> **WORK INSTRUCTION 1**: Print the whole passage on the ascending series of substance exactly as it appears, word for word.

> **STUDY TEXT**:
---+---

26  The Ascending Series of Substance

     "There is a self that is of the essence of Matter - there is another inner self of Life that fills the other - there is another inner self of Mind - there is another inner self of Truth-Knowledge - there is another inner self of Bliss."

Taittiriya Upanishad.87

     "They climb Indra like a ladder. As one mounts peak after peak, there becomes clear the much that has still to be done. Indra brings consciousness of That as the goal."

     "Like a hawk, a kite He settles on the Vessel and upbears it; in His stream of movement He discovers the Rays, for He goes bearing his weapons: He cleaves to the ocean surge of the waters; a great King, He declares the fourth status. Like a mortal purifying his body, like a war-horse galloping to the conquest of riches He pours calling through all the sheath and enters these vessels."

Rig Veda.88

     IF WE consider what it is that most represents to us the materiality of Matter, we shall see that it is its aspects of solidity, tangibility, increasing resistance, firm response to the touch of Sense. Substance seems more truly material and real in proportion as it presents to us a solid resistance and by virtue of that resistance a durability of sensible form on which our consciousness can dwell; in proportion as it is more subtle, less densely resistant and enduringly seizable by the sense, it appears to us less material. This attitude of our ordinary consciousness towards Matter is a symbol of the essential object for which Matter has been created. Substance passes into the material status in order that it may present to the consciousness which has to deal with it durable, firmly seizable images on which the mind can rest and base its operations and which the Life can handle with at least a relative surety of permanence in the form upon which it works. Therefore in the ancient Vedic formula Earth, type of the more solid states of substance, was accepted as the symbolic name of the material principle. Therefore, too, touch or contact is for us the essential basis of Sense; all other physical senses, taste, smell, hearing, sight are based upon a series of more and more subtle and indirect contacts between the percipient and the perceived. Equally, in the Sankhya classification of the five elemental states of Substance from ether to earth, we see that their characteristic is a constant progression from the more subtle to the less subtle so that at the summit we have the subtle vibrations of the ethereal and at the base the grosser density of the earthly or solid elemental condition. Matter therefore is the last stage known to us in the progress of pure substance towards a basis of cosmic relation in which the first word shall be not spirit but form, and form in its utmost possible development of concentration, resistance, durably gross image, mutual impenetrability, - the culminating point of distinction, separation and division. This is the intention and character of the material universe; it is the formula of accomplished divisibility.

---+---

> **SUPPLIED RECORDS**:
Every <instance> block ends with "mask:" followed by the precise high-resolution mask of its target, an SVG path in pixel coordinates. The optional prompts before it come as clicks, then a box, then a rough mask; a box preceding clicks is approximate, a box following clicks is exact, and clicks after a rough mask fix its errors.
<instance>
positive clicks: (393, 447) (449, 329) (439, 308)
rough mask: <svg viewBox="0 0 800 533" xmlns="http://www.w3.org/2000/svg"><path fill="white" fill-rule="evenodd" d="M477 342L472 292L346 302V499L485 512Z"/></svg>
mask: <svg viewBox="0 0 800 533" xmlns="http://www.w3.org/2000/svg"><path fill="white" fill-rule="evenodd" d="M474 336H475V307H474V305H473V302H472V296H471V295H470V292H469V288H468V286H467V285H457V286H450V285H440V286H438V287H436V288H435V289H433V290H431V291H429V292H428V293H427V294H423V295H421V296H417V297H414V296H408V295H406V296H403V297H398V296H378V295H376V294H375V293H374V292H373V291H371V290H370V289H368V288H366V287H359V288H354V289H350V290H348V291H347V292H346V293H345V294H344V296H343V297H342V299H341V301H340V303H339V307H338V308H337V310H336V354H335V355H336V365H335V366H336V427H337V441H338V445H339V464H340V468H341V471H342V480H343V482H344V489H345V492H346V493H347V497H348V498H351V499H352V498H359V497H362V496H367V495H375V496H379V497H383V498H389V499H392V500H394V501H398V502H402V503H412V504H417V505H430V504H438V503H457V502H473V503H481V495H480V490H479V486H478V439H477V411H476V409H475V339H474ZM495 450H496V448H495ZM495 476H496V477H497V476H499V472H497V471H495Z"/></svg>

---+---

> **WORK INSTRUCTION 2**: Output the lines of the records from their very first line through the line containing "rough mask: <svg", including both ends, and nothing more.

> **RESPONSE BOX 1**:
26  The Ascending Series of Substance

     "There is a self that is of the essence of Matter - there is another inner self of Life that fills the other - there is another inner self of Mind - there is another inner self of Truth-Knowledge - there is another inner self of Bliss."

Taittiriya Upanishad.87

     "They climb Indra like a ladder. As one mounts peak after peak, there becomes clear the much that has still to be done. Indra brings consciousness of That as the goal."

     "Like a hawk, a kite He settles on the Vessel and upbears it; in His stream of movement He discovers the Rays, for He goes bearing his weapons: He cleaves to the ocean surge of the waters; a great King, He declares the fourth status. Like a mortal purifying his body, like a war-horse galloping to the conquest of riches He pours calling through all the sheath and enters these vessels."

Rig Veda.88

     IF WE consider what it is that most represents to us the materiality of Matter, we shall see that it is its aspects of solidity, tangibility, increasing resistance, firm response to the touch of Sense. Substance seems more truly material and real in proportion as it presents to us a solid resistance and by virtue of that resistance a durability of sensible form on which our consciousness can dwell; in proportion as it is more subtle, less densely resistant and enduringly seizable by the sense, it appears to us less material. This attitude of our ordinary consciousness towards Matter is a symbol of the essential object for which Matter has been created. Substance passes into the material status in order that it may present to the consciousness which has to deal with it durable, firmly seizable images on which the mind can rest and base its operations and which the Life can handle with at least a relative surety of permanence in the form upon which it works. Therefore in the ancient Vedic formula Earth, type of the more solid states of substance, was accepted as the symbolic name of the material principle. Therefore, too, touch or contact is for us the essential basis of Sense; all other physical senses, taste, smell, hearing, sight are based upon a series of more and more subtle and indirect contacts between the percipient and the perceived. Equally, in the Sankhya classification of the five elemental states of Substance from ether to earth, we see that their characteristic is a constant progression from the more subtle to the less subtle so that at the summit we have the subtle vibrations of the ethereal and at the base the grosser density of the earthly or solid elemental condition. Matter therefore is the last stage known to us in the progress of pure substance towards a basis of cosmic relation in which the first word shall be not spirit but form, and form in its utmost possible development of concentration, resistance, durably gross image, mutual impenetrability, - the culminating point of distinction, separation and division. This is the intention and character of the material universe; it is the formula of accomplished divisibility.

> **RESPONSE BOX 2**:
Every <instance> block ends with "mask:" followed by the precise high-resolution mask of its target, an SVG path in pixel coordinates. The optional prompts before it come as clicks, then a box, then a rough mask; a box preceding clicks is approximate, a box following clicks is exact, and clicks after a rough mask fix its errors.
<instance>
positive clicks: (393, 447) (449, 329) (439, 308)
rough mask: <svg viewBox="0 0 800 533" xmlns="http://www.w3.org/2000/svg"><path fill="white" fill-rule="evenodd" d="M477 342L472 292L346 302V499L485 512Z"/></svg>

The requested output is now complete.